■ REQUIRED WORK ■
Each line below should be quoted exactly, please.

■ INFORMATION GIVEN ■
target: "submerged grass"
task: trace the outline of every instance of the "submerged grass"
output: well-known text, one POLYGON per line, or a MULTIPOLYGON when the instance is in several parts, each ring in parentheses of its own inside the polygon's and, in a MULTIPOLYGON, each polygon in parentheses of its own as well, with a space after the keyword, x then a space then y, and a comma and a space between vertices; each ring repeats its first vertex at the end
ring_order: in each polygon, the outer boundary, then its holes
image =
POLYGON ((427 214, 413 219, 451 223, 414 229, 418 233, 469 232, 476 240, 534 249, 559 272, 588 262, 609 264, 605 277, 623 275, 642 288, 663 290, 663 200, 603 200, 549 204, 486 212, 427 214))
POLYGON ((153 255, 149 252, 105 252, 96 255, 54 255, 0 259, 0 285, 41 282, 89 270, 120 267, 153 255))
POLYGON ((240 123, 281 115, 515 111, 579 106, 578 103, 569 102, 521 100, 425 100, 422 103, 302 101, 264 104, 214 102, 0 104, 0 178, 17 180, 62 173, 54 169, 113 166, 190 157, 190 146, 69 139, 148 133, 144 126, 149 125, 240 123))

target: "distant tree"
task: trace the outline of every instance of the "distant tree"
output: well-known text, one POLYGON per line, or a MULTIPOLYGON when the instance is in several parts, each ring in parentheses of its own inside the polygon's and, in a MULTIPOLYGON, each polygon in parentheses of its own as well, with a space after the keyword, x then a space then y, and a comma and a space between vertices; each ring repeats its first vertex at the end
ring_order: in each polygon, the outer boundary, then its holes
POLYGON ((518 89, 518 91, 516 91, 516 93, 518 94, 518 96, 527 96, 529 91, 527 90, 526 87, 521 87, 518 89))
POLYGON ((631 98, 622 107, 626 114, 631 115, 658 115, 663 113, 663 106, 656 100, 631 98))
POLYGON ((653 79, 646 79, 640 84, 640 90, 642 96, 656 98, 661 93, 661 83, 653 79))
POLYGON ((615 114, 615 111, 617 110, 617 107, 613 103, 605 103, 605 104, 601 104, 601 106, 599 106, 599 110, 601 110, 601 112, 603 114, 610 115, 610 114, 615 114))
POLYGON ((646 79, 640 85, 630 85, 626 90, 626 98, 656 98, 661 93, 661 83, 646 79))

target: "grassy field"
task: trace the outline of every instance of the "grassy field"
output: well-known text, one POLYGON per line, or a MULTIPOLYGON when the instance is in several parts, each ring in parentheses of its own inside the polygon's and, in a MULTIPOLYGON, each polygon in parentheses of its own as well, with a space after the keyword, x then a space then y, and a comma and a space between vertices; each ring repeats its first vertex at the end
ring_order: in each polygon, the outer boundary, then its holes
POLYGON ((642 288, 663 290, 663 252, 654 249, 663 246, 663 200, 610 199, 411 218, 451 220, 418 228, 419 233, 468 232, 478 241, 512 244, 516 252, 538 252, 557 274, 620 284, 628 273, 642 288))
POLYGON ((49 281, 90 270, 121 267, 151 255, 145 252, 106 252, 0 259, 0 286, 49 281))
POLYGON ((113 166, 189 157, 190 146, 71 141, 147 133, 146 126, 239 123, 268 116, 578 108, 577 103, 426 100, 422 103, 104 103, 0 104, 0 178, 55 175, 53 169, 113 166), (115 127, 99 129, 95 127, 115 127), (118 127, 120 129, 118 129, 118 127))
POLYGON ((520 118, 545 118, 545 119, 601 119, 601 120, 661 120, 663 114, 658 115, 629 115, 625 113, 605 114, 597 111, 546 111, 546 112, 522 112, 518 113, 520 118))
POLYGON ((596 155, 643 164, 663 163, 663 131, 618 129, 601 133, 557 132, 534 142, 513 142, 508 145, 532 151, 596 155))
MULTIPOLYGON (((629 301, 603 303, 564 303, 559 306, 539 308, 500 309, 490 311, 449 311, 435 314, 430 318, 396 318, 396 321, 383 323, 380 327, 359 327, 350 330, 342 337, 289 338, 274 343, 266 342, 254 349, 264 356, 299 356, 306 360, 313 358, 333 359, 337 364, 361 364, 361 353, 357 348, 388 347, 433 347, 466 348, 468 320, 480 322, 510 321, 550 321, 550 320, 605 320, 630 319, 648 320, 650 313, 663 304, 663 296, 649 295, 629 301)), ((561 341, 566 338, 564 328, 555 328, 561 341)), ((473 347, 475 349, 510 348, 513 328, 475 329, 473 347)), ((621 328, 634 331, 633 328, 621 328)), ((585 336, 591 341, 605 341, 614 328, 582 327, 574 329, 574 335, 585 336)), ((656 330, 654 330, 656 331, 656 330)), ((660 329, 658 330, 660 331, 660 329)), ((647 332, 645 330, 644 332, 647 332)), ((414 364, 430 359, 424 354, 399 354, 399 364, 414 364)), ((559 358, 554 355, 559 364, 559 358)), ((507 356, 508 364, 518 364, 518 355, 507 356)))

■ SOLUTION ■
target: "submerged grass"
task: trace the outline of every instance of the "submerged grass"
output: well-known text, one POLYGON per line, or a MULTIPOLYGON when the instance is in several parts, each ring in parentheses of its own inside the polygon's and, in a MULTIPOLYGON, each polygon in parentheses of its own as well, with a space after the keyword, x then a space then y, and a comma and a space between vertices; each ring repeats its first vertex at the end
ring_order: in each polygon, the outer boundary, then its holes
image =
POLYGON ((427 214, 413 219, 451 223, 414 229, 418 233, 469 232, 476 240, 534 249, 559 272, 588 262, 609 264, 605 277, 623 275, 642 288, 663 290, 663 200, 603 200, 549 204, 486 212, 427 214))
POLYGON ((153 255, 149 252, 105 252, 96 255, 54 255, 0 259, 0 285, 41 282, 89 270, 120 267, 153 255))
POLYGON ((240 123, 281 115, 515 111, 579 106, 578 103, 569 102, 521 100, 425 100, 422 103, 302 101, 264 104, 214 102, 0 104, 0 178, 17 180, 62 173, 54 169, 113 166, 190 157, 190 146, 69 139, 148 133, 144 126, 149 125, 240 123))

target: "distant tree"
task: trace the outline of every instance of the "distant tree"
output: well-known text, one POLYGON per line, or a MULTIPOLYGON when the instance is in several parts, each ring in parentheses of its own inside the polygon's and, in a MULTIPOLYGON, each polygon in parentheses of its own as well, with a space after the keyword, x then a space then y, and a comma and a space between vertices; each ring repeats its first vertex at the end
ring_order: in each polygon, the outer boundary, then its holes
POLYGON ((518 89, 518 91, 516 91, 516 93, 518 94, 518 96, 527 96, 529 91, 527 90, 526 87, 521 87, 518 89))
POLYGON ((631 98, 622 107, 626 114, 631 115, 658 115, 663 113, 663 106, 656 100, 631 98))
POLYGON ((653 79, 646 79, 640 84, 640 90, 642 96, 656 98, 661 93, 661 83, 653 79))
POLYGON ((615 114, 615 111, 617 110, 617 107, 613 103, 605 103, 605 104, 601 104, 601 106, 599 106, 599 110, 601 110, 601 112, 603 114, 610 115, 610 114, 615 114))
POLYGON ((646 79, 640 85, 630 85, 626 90, 626 98, 656 98, 661 93, 661 83, 646 79))

target: "grassy field"
task: trace the outline of every instance of the "grassy field"
output: well-known text, one POLYGON per line, or a MULTIPOLYGON when the instance is in several parts, each ring in parentheses of its own inside the polygon's and, in a MULTIPOLYGON, each polygon in parentheses of its own as well, with a space after the keyword, x then a space then y, and a comma and a space between vertices; each ring repeats its first vertex at the end
ring_order: in each polygon, the outer boundary, then its holes
POLYGON ((642 288, 663 290, 663 252, 654 249, 663 246, 663 200, 610 199, 411 218, 451 220, 418 228, 419 233, 468 232, 478 241, 512 244, 516 252, 538 252, 557 274, 620 284, 628 273, 642 288))
POLYGON ((49 281, 90 270, 121 267, 151 255, 145 252, 106 252, 0 259, 0 286, 49 281))
POLYGON ((113 166, 189 157, 190 146, 71 141, 147 133, 146 126, 239 123, 268 116, 578 108, 577 103, 426 100, 422 103, 104 103, 0 104, 0 178, 55 175, 53 169, 113 166), (115 127, 99 129, 95 127, 115 127), (118 127, 120 129, 118 129, 118 127))
POLYGON ((520 118, 545 118, 545 119, 601 119, 601 120, 661 120, 663 114, 658 115, 629 115, 625 113, 605 114, 597 111, 546 111, 546 112, 522 112, 518 113, 520 118))
POLYGON ((596 155, 643 164, 663 163, 663 131, 618 129, 601 133, 557 132, 534 142, 513 142, 508 145, 532 151, 596 155))
MULTIPOLYGON (((629 301, 603 303, 564 303, 559 306, 539 308, 500 309, 490 311, 449 311, 435 314, 430 318, 396 318, 396 321, 383 323, 380 327, 359 327, 350 330, 342 337, 289 338, 274 343, 266 342, 254 349, 264 356, 299 356, 306 360, 313 358, 333 359, 337 364, 361 364, 361 353, 357 348, 388 347, 433 347, 466 348, 468 320, 480 322, 510 321, 550 321, 550 320, 605 320, 630 319, 648 320, 650 313, 663 304, 663 296, 649 295, 629 301)), ((561 341, 566 338, 564 328, 555 328, 561 341)), ((473 347, 475 349, 510 348, 513 328, 475 329, 473 347)), ((621 328, 634 331, 633 328, 621 328)), ((585 336, 591 341, 605 341, 614 328, 582 327, 574 329, 574 335, 585 336)), ((656 330, 654 330, 656 331, 656 330)), ((660 329, 658 330, 660 331, 660 329)), ((647 332, 645 330, 644 332, 647 332)), ((414 364, 430 359, 424 354, 399 354, 399 364, 414 364)), ((559 358, 554 355, 559 364, 559 358)), ((507 356, 508 364, 518 364, 518 355, 507 356)))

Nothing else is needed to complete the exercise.